| EXERCISE |
Beginning with the line that contains "Check that each instance of the speckled" and ending with the line that contains "Check that each instance of the wood grain", reproduce the lines of the entries below exactly, omitting pictures.

| SUPPLIED MATERIAL |
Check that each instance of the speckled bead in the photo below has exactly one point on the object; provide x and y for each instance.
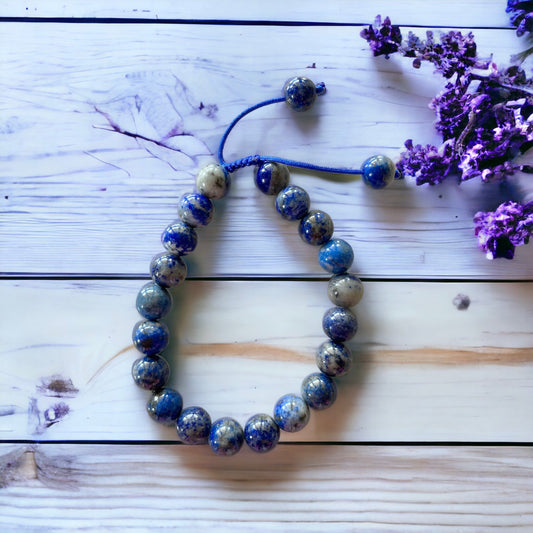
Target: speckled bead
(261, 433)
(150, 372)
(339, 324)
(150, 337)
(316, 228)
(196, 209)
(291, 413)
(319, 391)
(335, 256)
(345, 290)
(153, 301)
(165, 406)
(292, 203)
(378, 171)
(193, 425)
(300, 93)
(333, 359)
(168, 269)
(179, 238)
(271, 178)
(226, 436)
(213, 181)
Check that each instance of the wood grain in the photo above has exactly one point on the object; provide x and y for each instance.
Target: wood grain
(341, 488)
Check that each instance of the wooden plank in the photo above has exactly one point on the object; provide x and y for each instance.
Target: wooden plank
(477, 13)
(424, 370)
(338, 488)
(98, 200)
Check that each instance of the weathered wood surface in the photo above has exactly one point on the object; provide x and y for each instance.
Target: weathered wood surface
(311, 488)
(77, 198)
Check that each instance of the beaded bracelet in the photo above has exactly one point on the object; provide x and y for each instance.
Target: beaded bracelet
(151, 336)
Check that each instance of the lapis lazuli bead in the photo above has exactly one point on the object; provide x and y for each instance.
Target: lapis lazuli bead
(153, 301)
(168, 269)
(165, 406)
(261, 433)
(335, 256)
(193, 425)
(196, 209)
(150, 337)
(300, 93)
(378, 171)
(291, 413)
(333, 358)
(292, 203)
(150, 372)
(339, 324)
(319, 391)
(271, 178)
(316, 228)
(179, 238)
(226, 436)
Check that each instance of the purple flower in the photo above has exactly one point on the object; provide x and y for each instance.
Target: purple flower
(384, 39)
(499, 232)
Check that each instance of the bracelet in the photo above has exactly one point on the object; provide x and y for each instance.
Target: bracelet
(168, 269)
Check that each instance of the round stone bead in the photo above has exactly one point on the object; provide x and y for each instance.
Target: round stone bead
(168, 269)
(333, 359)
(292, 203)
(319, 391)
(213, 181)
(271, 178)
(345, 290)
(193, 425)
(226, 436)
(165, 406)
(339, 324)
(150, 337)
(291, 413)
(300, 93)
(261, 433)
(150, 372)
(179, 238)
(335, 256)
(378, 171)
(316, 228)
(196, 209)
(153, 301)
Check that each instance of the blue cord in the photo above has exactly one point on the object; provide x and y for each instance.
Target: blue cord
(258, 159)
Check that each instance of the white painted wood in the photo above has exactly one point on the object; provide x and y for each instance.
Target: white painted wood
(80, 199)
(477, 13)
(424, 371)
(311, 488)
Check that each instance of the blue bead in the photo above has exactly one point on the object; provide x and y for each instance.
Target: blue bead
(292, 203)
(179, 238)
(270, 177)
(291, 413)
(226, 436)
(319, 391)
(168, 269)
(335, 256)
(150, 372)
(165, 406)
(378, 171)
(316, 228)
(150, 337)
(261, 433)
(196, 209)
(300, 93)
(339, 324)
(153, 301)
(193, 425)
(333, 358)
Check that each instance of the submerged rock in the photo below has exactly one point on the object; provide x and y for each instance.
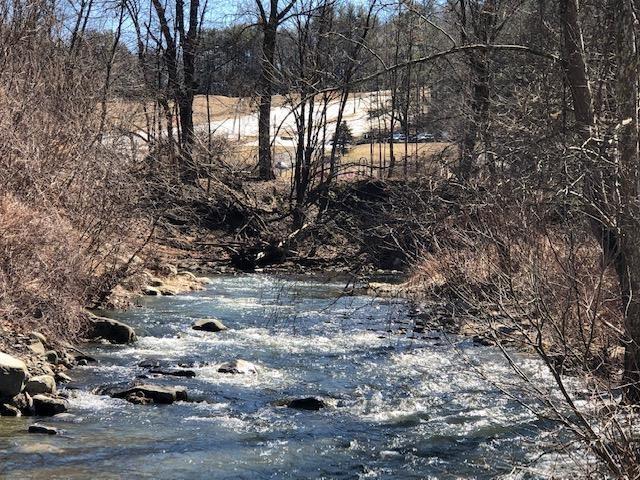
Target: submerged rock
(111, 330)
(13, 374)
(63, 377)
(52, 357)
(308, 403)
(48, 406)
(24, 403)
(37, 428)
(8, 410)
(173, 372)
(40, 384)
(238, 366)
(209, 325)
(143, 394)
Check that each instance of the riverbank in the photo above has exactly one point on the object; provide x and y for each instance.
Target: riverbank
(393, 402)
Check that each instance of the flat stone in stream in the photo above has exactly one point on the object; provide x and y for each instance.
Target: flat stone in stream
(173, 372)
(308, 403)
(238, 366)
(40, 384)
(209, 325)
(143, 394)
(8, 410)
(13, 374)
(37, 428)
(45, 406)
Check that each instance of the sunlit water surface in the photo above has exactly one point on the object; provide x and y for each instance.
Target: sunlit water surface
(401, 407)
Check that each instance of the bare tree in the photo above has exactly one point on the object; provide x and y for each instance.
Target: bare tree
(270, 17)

==

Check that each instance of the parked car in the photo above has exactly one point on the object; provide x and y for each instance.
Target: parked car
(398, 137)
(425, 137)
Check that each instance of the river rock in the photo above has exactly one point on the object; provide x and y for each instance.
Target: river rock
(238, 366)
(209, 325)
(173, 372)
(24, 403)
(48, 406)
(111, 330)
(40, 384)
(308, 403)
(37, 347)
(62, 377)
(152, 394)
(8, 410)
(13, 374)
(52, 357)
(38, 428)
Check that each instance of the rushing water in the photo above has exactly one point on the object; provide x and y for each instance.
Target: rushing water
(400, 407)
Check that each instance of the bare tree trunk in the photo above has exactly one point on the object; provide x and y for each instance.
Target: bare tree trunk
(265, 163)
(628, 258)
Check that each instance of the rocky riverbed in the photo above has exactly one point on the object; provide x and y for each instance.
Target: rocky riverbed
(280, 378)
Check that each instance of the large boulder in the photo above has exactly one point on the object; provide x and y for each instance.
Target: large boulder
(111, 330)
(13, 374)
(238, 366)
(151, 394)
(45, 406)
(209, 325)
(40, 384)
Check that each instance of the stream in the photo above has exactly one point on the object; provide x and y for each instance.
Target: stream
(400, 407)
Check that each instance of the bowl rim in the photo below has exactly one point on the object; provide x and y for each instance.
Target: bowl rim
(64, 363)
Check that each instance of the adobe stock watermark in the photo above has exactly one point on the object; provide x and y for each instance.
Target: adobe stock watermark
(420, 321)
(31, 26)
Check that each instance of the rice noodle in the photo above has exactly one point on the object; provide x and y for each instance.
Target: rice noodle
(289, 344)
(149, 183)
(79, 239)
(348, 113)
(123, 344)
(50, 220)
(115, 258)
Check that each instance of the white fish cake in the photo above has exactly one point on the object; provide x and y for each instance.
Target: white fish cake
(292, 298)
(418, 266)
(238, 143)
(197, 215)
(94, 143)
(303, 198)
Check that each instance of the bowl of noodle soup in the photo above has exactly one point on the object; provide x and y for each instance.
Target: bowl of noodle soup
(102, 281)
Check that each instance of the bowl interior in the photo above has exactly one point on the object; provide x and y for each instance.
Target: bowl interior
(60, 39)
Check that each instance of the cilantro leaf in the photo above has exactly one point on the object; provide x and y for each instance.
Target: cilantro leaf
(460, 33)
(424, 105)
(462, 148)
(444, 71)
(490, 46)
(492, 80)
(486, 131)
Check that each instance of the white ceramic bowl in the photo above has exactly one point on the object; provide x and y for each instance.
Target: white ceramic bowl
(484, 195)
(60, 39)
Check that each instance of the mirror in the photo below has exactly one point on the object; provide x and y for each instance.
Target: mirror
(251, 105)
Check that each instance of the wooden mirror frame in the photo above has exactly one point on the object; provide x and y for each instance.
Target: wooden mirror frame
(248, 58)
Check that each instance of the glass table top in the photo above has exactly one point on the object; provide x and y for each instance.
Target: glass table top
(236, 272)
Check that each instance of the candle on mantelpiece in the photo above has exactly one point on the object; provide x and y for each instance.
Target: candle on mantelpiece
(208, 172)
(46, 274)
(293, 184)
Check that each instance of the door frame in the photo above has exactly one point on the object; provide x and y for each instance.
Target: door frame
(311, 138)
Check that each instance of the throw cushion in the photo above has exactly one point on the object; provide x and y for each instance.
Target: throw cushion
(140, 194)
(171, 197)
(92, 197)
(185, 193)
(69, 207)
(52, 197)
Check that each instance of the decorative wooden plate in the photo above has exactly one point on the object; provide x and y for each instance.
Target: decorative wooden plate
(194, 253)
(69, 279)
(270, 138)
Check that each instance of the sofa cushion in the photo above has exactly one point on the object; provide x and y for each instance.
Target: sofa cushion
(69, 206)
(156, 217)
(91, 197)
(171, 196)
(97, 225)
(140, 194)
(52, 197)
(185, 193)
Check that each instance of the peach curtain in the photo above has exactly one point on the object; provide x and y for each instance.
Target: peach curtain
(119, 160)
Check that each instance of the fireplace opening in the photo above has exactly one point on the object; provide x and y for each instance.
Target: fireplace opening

...

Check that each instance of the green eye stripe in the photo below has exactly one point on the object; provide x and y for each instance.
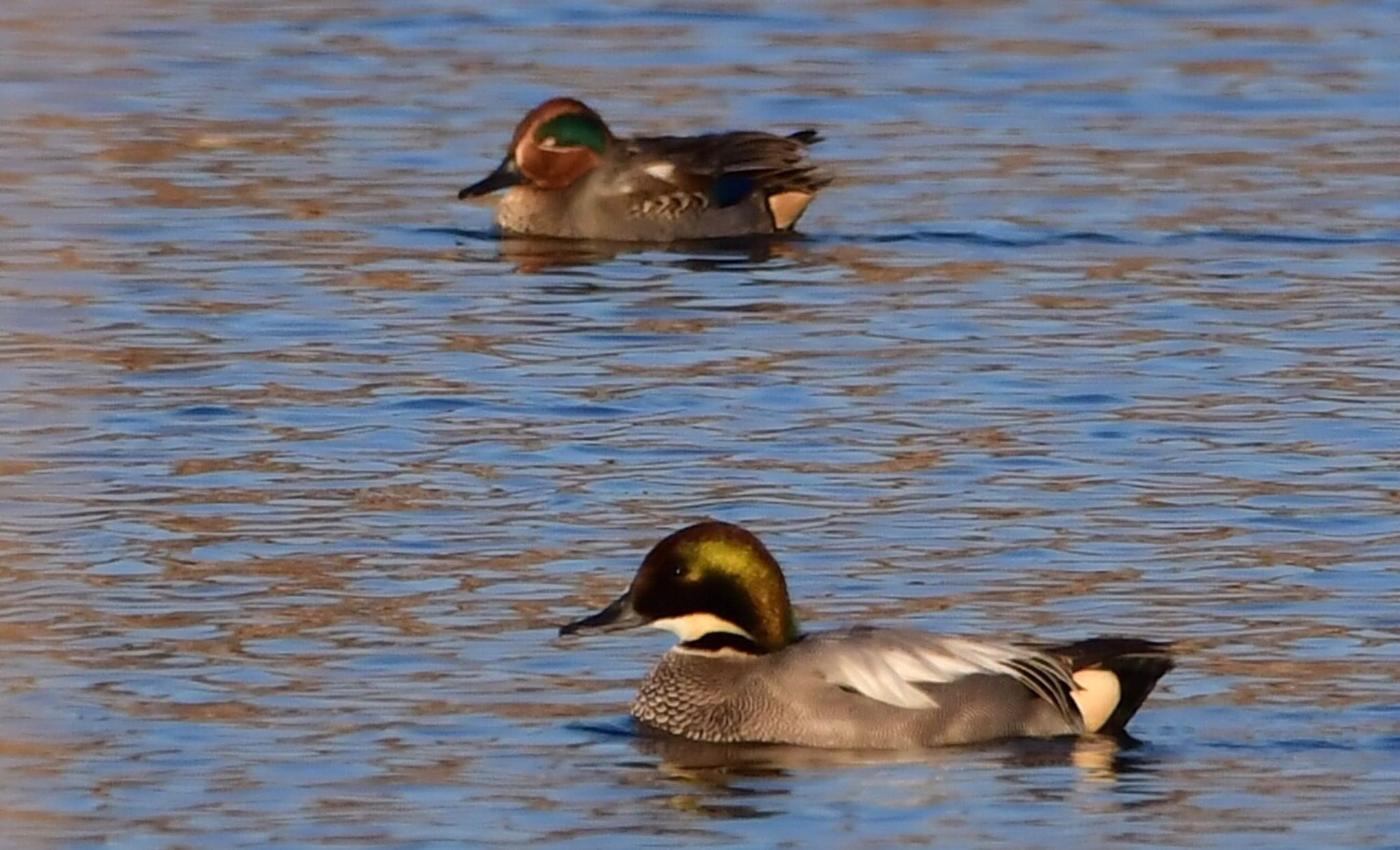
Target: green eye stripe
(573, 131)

| SOLUTION FOR THIS PROBLEM |
Check that each instance of the speckled bead in the photo below has exactly one point on the object; provide x and y for each instance.
Target: speckled bead
(261, 433)
(150, 372)
(339, 324)
(150, 337)
(316, 228)
(196, 209)
(291, 413)
(319, 391)
(335, 256)
(345, 290)
(153, 301)
(165, 406)
(292, 203)
(378, 171)
(193, 425)
(300, 93)
(333, 359)
(168, 269)
(179, 238)
(271, 178)
(226, 436)
(213, 181)
Check that each instance of the wood grain in the photo above has exactly one point on the object; provide x and y for each instance.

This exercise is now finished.